--- Begin ---

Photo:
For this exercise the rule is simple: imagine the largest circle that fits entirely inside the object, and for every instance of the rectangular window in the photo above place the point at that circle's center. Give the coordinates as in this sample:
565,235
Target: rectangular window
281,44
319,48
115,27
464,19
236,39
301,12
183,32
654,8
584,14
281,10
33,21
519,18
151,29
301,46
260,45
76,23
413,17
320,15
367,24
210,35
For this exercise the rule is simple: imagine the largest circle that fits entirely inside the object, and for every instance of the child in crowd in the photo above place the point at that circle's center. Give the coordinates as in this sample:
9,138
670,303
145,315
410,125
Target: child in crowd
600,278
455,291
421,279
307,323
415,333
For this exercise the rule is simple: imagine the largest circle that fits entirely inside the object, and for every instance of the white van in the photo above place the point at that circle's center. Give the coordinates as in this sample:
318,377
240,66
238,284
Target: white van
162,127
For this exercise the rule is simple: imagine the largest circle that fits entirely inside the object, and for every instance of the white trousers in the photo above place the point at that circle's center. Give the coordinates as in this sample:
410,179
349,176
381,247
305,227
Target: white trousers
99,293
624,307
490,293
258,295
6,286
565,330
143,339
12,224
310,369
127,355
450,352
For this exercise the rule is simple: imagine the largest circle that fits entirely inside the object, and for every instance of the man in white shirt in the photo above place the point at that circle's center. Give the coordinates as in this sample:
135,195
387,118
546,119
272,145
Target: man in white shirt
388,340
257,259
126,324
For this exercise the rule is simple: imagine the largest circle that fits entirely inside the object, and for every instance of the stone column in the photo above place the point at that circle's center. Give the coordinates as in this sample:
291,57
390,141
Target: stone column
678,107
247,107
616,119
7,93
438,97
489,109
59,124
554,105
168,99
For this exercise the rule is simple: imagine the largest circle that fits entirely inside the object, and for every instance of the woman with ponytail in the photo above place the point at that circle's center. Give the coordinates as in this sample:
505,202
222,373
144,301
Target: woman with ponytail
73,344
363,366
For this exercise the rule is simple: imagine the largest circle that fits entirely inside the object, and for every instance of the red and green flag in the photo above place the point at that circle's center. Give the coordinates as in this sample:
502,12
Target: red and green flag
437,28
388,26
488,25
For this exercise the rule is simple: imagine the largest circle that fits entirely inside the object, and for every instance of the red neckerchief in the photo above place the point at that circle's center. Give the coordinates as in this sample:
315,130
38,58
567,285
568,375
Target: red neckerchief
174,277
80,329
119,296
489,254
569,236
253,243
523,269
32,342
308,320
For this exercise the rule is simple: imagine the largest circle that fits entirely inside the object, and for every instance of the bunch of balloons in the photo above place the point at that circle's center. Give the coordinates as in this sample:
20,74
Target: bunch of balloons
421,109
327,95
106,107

--- End ---

◆ PROBLEM STATEMENT
Give the entries again in full, exactly as they are written.

◆ FINISHED ANSWER
Photo:
For this exercise the rule is simple: imagine the largest circle that fits entirely inside the object, and for every instance of the rectangular window in the photo above place the point at that circle's center. Give the coordinates as in this sample:
565,235
Target: rectangular window
281,44
319,48
115,27
464,19
236,39
301,12
183,32
654,8
584,14
281,10
33,21
519,18
151,29
301,46
260,45
76,23
413,17
320,15
367,24
210,35
For this exercise the rule is simple: imagine the largest circle that fits entirely inside the object, and for every instance of the child in crowd in the photo above place the point at that circle's center. Give the coordinates as in this sample:
9,138
670,303
145,315
410,125
Target: child in crowd
600,278
455,291
421,279
307,323
415,333
For this exercise the rule is simple: imagine the largest circle that fits entirely inside the object, and for every instance of the white van in the photo above place the point at that circle's center. Give the coordinates as in this sample:
318,377
240,66
238,284
Target: white van
162,127
For this exercise the rule is simple: imagine the largest circle that fits entirely inside the object, and for every instance of the white trousers in the photo above place the point at that circle's center. Give the coordinates as in this sample:
410,179
349,176
381,247
305,227
Target: white trousers
99,293
624,307
490,293
258,295
6,286
565,330
143,339
12,224
310,369
127,355
450,352
For this exercise the rule is simple: imagine the largest circle that fits entirely inside the object, and for every instance of the man in white shirt in the photo above place the point at that circle's center. Give the coordinates as in this sample:
135,195
387,118
546,119
272,145
Target: man in white shirt
388,340
257,259
126,324
For this exercise the rule is simple: imagine the largest circle that fits entirely inside the object, and for every instance of the stone column in the photo above place the point at that circle's center. Give the coordinates as in this sample:
291,57
390,141
Target: stone column
678,107
247,107
616,119
7,93
438,97
489,109
59,124
554,105
168,99
For this exercise the rule is simple: imagine the largest circle that fits entirely inside the object, and for every instance of the woman with ponytail in the photo above place the point at that circle's center. Give the coordinates as in this sample:
505,202
222,373
144,301
Target: woman with ponytail
73,344
363,366
For this exercise the rule is simple: imagine the largest circle that fits entirely inside the object, and for every instance of the red and green flag in the photo above place the point at that circle's center. Give the coordinates as in this sample:
502,12
Target: red and green flag
437,28
388,26
488,25
For this exercise the rule is simple: imagine the largest circle that fits entirely inside the object, and for every instance of the red neckerchief in the photo above place the point at that circle's center. Give the coordinates as in this sample:
315,130
38,58
567,285
568,375
Target: red neckerchief
174,277
80,329
119,296
489,254
569,236
253,243
523,269
32,342
308,320
For this exercise the rule is simple: imagine the largest circle that fits entirely inside the object, and for every instance of the bunch of balloons in the photo above place the point at that circle's center. Give the coordinates as in this sample:
20,74
Target: bunch of balloons
421,109
327,95
106,107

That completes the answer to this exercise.